-- Start Passage to read --
Hey Michael @mosofsky ! Thank you for sharing your work!
Comments for the first Total Points plot:
- TQN lags behind and follow QN
- QN can be unstable even converged. Thank you TQN.
Questions…
- Why are the 1st and the 2nd Total Points plot different in early episodes? The 2nd plot looks more reasonable to me as the robot should hardly get good points at the beginning.
- In the 2nd plot, the light blue and the pink lines are for QN and moving average of QN respectively?
My sharing:
- You didn’t use the loss but the total points, so I used the loss, and a couple of others, but only for the QN because we already know that TQN follows QN and is more stable than QN.
- Instead of saving a trained NN after each episode, my readings are obtained over the course of training in each episode and get aggregated. Therefore, the readings are NOT always from using the best action, because the learning epsilons are not zero.
Explain:
- Grey area implies robot crashed in those episodes
- blue line is 50 episodes moving average
- x-axis is episodes, from 0 to 1999
Case 1: Learning epsilon = 1.0, fully exploring
Six plots arranged as
Column 1 | Column 2 |
---|---|
Total Displacement | Number of Timesteps |
Total Points | Reward per timestep |
Total Loss | Loss per update |
Observations:
- number of timesteps & total displacement small at first for crashing early, then increases by improvement against early crashing, and decreases for more optimal actions
- 2 significant changes occured at around episode 500 and 1200. The first change is a sharp improvement, whereas the second change is a recoverable short-term degradation
- Reward per timestep increasing, so it’s getting more efficient.
Case 2: learning epsilon = 0.5, half exploring
Six plots arranged as
Column 1 | Column 2 |
---|---|
Total Displacement | Number of Timesteps |
Total Points | Reward per timestep |
Total Loss | Loss per update |
Observations
- Total loss looks to be oscillating at first and that should be due to the change in number of timestamp, and that’s why the same oscillation does not appear in the loss per update plot
- No short-term degradation observed as in case 1.
-- End Passage to read --
-- Start Task inputs --
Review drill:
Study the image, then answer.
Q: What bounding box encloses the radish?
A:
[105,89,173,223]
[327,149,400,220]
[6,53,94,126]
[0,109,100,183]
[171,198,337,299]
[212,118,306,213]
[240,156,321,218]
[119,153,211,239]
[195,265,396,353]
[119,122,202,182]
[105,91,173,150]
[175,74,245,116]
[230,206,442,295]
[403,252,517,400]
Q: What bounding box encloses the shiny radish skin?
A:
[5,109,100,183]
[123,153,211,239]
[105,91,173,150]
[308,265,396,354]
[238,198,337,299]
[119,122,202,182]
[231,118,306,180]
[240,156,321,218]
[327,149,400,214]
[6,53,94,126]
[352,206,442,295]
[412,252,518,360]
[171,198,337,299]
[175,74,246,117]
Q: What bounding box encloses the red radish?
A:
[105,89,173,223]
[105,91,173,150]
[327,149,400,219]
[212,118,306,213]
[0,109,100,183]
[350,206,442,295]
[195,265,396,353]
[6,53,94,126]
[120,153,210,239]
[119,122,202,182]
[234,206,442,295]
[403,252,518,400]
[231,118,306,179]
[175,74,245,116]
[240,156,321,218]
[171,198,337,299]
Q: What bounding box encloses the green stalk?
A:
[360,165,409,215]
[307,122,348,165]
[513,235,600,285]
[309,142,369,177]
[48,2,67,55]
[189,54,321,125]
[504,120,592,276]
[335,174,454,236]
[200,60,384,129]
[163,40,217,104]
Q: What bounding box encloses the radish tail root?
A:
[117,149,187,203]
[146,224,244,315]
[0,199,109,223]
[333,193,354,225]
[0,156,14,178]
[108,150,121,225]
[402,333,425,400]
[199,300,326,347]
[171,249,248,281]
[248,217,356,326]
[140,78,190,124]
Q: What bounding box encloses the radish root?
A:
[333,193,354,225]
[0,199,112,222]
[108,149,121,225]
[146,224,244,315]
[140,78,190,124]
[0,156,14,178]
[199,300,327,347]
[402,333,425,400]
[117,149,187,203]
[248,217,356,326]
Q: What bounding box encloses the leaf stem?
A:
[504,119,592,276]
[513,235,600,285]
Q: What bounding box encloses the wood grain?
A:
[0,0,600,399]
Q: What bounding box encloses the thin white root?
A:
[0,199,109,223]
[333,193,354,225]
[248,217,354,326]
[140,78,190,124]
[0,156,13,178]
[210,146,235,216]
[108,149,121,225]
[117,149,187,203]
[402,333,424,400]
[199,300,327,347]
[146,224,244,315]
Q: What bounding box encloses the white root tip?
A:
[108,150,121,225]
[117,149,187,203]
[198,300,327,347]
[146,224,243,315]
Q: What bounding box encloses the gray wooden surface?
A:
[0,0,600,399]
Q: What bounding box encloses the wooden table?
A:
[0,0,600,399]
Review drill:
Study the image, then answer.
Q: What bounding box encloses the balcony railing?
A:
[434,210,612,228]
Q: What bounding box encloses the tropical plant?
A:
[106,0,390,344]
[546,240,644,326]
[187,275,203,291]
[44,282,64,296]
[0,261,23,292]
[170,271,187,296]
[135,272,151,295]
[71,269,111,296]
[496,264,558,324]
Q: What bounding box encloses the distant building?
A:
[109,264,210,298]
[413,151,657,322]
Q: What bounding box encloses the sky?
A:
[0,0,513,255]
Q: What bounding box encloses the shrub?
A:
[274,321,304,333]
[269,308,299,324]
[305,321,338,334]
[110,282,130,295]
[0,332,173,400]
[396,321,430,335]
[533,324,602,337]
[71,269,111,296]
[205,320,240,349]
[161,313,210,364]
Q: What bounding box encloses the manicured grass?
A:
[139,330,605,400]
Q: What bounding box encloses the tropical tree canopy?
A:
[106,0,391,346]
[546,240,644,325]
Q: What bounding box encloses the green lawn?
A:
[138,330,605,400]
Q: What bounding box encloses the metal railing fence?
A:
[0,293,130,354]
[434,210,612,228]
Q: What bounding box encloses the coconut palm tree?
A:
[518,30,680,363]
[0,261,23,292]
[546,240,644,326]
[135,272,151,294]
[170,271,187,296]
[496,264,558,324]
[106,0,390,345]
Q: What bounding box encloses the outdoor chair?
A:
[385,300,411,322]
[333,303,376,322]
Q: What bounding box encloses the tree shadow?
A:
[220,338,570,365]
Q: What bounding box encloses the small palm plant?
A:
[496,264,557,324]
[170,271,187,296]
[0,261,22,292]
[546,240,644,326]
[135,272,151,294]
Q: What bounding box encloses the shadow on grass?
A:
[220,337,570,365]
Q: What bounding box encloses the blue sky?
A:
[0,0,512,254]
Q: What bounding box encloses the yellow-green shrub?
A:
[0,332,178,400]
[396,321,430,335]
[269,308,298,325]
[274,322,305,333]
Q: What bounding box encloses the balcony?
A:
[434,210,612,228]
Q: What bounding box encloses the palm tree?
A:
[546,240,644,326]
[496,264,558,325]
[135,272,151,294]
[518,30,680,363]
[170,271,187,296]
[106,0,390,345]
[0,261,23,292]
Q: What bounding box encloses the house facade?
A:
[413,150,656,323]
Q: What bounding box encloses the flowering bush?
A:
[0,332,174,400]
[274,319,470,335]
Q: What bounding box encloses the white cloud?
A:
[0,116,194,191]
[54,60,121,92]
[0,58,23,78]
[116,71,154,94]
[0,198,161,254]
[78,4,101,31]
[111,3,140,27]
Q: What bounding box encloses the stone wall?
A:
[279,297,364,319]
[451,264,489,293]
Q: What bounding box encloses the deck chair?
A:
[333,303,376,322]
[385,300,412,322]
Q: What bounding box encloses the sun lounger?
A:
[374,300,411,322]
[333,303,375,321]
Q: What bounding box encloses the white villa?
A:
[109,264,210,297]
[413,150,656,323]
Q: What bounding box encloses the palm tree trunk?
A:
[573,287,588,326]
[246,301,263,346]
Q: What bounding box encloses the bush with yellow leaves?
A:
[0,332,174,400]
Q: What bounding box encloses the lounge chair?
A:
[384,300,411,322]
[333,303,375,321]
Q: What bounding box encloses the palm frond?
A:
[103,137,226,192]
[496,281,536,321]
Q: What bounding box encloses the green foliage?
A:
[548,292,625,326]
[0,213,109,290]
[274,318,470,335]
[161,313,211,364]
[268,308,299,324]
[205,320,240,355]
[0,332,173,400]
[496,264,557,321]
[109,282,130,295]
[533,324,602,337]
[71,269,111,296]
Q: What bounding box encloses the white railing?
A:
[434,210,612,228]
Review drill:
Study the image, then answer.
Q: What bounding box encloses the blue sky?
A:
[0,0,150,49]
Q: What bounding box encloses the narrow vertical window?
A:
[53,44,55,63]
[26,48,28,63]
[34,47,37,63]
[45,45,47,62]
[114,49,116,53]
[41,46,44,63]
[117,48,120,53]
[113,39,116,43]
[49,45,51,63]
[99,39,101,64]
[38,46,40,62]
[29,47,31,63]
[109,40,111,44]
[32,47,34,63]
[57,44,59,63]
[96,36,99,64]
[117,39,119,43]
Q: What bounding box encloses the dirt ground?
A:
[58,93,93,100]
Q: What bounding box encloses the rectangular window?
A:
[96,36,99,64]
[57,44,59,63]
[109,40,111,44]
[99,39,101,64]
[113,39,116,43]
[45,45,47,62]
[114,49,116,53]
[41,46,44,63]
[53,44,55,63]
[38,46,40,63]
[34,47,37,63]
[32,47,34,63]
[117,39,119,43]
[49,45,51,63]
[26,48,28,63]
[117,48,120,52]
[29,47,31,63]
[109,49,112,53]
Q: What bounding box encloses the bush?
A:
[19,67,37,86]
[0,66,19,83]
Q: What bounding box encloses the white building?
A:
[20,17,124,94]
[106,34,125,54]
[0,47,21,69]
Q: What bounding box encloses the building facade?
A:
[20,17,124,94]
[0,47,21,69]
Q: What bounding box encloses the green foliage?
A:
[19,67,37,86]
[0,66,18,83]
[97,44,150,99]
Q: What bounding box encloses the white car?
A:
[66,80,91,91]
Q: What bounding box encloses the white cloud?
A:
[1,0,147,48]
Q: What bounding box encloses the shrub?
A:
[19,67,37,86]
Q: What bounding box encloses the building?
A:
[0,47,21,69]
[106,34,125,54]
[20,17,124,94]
-- End Task inputs --
Challenge A
Resize the rows from the line with "Q: What bounding box encloses the bush?" up to and including the final line of the rows. Write out every one of those lines again, keeping lines without numbers unchanged, and multiply each bounding-box coordinate by 2, rounding to a whole number with halves rounded up.
Challenge B
Extend the forum post about the QN and TQN training plots, beginning after its last line.
The forum post and the rows have no connection to each other.

Written answer A
Q: What bounding box encloses the bush?
A:
[38,134,74,172]
[0,132,38,166]
Q: What bounding box encloses the white building?
A:
[40,34,248,188]
[212,68,250,108]
[0,94,42,138]
Q: What bounding box encloses the building facade?
A:
[40,34,248,188]
[0,94,42,138]
Q: What bounding box encloses the green foliage?
A:
[38,134,74,172]
[0,132,36,166]
[194,88,300,198]
Q: What bounding box encloses the white car?
A:
[132,160,182,182]
Q: What bounding box encloses the white cloud?
A:
[2,0,294,96]
Q: What bounding box encloses the shrub?
A:
[38,134,74,172]
Q: What bounding box encloses the building?
A:
[0,94,42,138]
[212,68,250,108]
[40,34,248,188]

Written answer B
- Crashing improves slower than case 1.
Cheers,
Raymond
Code changes:
def agent_learn(experiences, gamma):
...
return loss #Added
# Section 9
ep_buffer = [] #Added
for i in range(num_episodes):
ts_buffer = [] #Added
...
if update:
...
loss = agent_learn(experiences, GAMMA) #Changed
else: #Added
loss = 0. #Added
ts_buffer.append([np.sqrt(((state[:2] - next_state[:2])**2).sum()), reward, loss, float(update)]) #Added
...
# if av_latest_points >= 200.0: #Changed
# print(f"\n\nEnvironment solved in {i+1} episodes!") #Changed
# q_network.save('lunar_lander_model.h5') #Changed
# break #Changed
ep_buffer.append((t, env.game_over or abs(state[0]) >= 1.0, total_points, *np.array(ts_buffer).sum(axis=0))) #Added
# Plots
t, crashed, total_points, distance, reward, loss, update = np.array(ep_buffer).T
lines = {
'number of timesteps': t,
'total points': total_points,
'total displacement': distance,
'total loss': loss,
'reward per timestep': reward/t,
'loss per update': loss/update
}
from matplotlib import pyplot as plt
fig, axes = plt.subplots(3, 2, figsize=(16, 16), sharex=True)
for (name, line), ax in zip(lines.items(), axes.flatten()):
ma = np.cumsum(line)
ma[50:] = ma[50:] - ma[:-50]
ma = ma[50-1:] / 50
ax.twinx().fill_between(np.arange(len(line)), crashed, 0, color='grey', alpha=.2)
ax.plot(line, lw=0.5, color='red')
ax.plot(ma, color='blue')
ax.set_ylabel(name)